EXERCISE DETAILS: Give the number of lines in the entries below that hold "steeple", with no accompanying words.

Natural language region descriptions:
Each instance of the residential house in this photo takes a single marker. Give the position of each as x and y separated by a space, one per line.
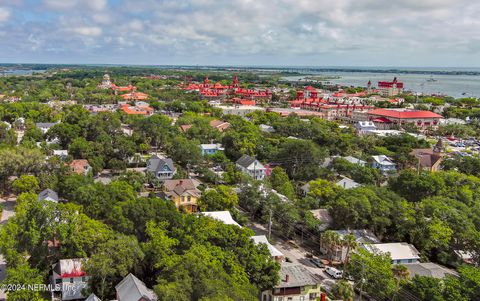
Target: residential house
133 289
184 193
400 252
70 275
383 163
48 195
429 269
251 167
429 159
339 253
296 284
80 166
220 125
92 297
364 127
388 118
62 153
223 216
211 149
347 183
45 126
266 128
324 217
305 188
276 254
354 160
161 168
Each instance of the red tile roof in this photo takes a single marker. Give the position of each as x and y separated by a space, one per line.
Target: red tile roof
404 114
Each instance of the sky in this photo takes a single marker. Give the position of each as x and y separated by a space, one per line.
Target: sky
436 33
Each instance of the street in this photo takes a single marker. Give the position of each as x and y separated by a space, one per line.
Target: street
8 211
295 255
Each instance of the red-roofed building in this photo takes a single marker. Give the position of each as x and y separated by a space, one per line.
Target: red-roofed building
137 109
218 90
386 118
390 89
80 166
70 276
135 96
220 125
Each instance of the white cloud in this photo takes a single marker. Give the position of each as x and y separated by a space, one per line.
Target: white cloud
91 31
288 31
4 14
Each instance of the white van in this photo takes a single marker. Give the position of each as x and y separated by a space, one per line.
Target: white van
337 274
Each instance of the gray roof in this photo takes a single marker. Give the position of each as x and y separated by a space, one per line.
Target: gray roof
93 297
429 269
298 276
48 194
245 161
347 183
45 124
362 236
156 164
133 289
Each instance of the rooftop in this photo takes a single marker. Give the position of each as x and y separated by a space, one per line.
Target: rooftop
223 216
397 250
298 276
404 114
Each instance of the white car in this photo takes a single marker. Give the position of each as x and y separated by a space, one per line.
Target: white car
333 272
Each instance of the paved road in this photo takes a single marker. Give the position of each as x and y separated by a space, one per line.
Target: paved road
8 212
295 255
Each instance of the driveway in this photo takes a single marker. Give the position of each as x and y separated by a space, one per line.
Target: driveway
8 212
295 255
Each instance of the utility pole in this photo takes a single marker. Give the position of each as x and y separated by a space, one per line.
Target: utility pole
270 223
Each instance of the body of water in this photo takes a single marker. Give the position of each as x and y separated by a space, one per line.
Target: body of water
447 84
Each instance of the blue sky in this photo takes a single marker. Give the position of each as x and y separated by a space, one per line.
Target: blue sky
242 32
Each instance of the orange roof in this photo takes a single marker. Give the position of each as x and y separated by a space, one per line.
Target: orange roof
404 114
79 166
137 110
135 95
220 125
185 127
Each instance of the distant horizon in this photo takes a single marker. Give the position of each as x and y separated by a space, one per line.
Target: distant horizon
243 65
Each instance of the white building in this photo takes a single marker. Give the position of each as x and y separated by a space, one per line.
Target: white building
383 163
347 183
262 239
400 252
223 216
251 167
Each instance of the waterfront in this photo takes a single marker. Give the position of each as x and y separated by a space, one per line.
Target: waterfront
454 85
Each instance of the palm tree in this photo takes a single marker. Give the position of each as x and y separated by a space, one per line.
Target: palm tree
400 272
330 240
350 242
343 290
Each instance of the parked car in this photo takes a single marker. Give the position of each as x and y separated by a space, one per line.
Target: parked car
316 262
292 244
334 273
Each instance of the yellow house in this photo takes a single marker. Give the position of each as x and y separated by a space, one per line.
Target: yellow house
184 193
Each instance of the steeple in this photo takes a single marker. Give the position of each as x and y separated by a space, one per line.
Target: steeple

FINAL ANSWER: 2